__Source excerpt__
============================================================
The key step of the test is to construct hypothesized null curves from observed data. If sample curves are independent, hypothesized null curves can be constructed through bootstrapping fPC scores, see Liu et al. (2012) and Li and Chiou (2011). With correlated curves, reshuffling of the fPC scores is not appropriate as correlation structure would break down. However, correlated fPC scores can be transformed to uncorrelated z-scores based on the covariances estimated from anisotropy Matérn model. Then z-scores are reshuffled by curve-wise bootstrapping. Next, reshuffled z-scores are transformed back to the original fPC score space based on the covariances estimated under the null hypothesis. Then hypothesized null curves are constructed as the linear combination of eigenfunctions weighted by resampled fPC scores. Let \({\varvec{\theta }}_k\triangleq \{\alpha _k,\delta _k,\zeta _k,\nu _k\}\) be the set of anisotropy Matérn parameters. The detailed procedure is described as follows.
============================================================
__Set task__
In the excerpt on constructing hypothesized null curves, what is used to transform correlated fPC scores into uncorrelated z-scores?
============================================================
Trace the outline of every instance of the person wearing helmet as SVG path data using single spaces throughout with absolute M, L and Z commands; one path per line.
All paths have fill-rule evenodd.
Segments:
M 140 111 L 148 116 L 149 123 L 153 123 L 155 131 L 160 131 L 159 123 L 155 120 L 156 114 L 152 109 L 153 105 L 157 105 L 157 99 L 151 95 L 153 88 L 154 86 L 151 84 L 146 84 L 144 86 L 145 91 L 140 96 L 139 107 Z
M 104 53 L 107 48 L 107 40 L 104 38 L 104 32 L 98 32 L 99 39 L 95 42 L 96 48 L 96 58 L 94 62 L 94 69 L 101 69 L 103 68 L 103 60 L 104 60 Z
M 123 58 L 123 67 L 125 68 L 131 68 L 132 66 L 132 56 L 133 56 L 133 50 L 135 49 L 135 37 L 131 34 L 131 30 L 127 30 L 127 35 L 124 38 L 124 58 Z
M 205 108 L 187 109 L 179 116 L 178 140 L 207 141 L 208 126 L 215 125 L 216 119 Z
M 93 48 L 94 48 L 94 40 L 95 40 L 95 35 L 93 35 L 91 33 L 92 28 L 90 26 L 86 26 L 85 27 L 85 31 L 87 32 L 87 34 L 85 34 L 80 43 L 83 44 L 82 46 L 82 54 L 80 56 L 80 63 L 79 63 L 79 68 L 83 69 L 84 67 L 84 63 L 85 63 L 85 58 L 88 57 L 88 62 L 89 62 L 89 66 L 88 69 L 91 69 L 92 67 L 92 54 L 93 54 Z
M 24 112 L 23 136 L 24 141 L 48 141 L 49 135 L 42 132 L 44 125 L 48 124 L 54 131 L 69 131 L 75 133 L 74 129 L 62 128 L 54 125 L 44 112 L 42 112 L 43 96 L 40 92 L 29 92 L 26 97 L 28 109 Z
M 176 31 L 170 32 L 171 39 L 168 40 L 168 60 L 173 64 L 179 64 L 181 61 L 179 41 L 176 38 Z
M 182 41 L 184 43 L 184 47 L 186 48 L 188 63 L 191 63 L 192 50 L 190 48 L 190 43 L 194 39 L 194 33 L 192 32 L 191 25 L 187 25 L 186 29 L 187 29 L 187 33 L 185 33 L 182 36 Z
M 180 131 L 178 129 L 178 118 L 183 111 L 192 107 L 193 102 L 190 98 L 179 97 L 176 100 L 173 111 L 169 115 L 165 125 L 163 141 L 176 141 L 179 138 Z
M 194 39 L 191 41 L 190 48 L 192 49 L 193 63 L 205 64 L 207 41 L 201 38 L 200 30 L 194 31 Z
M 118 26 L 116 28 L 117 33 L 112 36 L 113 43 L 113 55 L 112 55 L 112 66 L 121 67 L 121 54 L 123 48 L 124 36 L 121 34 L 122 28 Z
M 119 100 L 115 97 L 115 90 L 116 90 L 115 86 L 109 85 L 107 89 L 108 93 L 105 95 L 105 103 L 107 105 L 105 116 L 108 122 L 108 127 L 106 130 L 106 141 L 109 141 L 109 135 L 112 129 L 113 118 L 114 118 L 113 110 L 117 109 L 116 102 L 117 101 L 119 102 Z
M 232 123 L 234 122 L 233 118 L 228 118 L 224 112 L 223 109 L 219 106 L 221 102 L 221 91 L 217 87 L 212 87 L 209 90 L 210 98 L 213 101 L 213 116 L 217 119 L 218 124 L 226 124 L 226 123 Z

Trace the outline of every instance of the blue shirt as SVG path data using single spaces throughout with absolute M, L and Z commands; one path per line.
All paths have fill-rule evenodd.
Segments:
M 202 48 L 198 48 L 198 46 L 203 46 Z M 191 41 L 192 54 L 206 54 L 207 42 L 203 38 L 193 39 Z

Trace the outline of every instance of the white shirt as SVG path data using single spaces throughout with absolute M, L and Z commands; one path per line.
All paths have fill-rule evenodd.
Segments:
============================================================
__Full output__
The covariances estimated from the anisotropy Matérn model.